Instructions for the task: Each line that contains "clicks" needs to be copied from the listing.

Provided entries:
□ □ □ □ □
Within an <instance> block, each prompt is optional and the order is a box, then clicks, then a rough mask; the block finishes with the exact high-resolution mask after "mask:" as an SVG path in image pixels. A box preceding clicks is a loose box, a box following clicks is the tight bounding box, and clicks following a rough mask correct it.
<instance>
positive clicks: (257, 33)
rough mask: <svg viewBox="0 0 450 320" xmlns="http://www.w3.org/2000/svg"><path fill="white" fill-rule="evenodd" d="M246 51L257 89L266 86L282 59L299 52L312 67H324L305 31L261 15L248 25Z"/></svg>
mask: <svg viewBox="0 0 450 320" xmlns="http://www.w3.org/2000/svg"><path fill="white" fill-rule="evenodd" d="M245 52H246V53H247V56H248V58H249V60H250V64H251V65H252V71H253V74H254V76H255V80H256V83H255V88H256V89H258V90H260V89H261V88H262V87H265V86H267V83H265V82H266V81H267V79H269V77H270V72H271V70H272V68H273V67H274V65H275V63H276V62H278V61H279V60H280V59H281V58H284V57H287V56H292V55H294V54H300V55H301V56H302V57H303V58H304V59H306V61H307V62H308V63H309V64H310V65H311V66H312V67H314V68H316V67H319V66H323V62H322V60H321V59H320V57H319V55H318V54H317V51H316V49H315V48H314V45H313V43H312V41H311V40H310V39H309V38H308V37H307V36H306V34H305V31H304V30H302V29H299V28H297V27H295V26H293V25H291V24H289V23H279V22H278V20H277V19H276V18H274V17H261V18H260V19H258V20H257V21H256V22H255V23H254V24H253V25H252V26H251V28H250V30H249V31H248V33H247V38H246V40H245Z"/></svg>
□ □ □ □ □
Result of this task:
Within an <instance> block, each prompt is optional and the order is a box, then clicks, then a rough mask; the block finishes with the exact high-resolution mask after "mask:" as an SVG path in image pixels. A box preceding clicks is a loose box, a box following clicks is the tight bounding box, and clicks following a rough mask correct it.
positive clicks: (257, 33)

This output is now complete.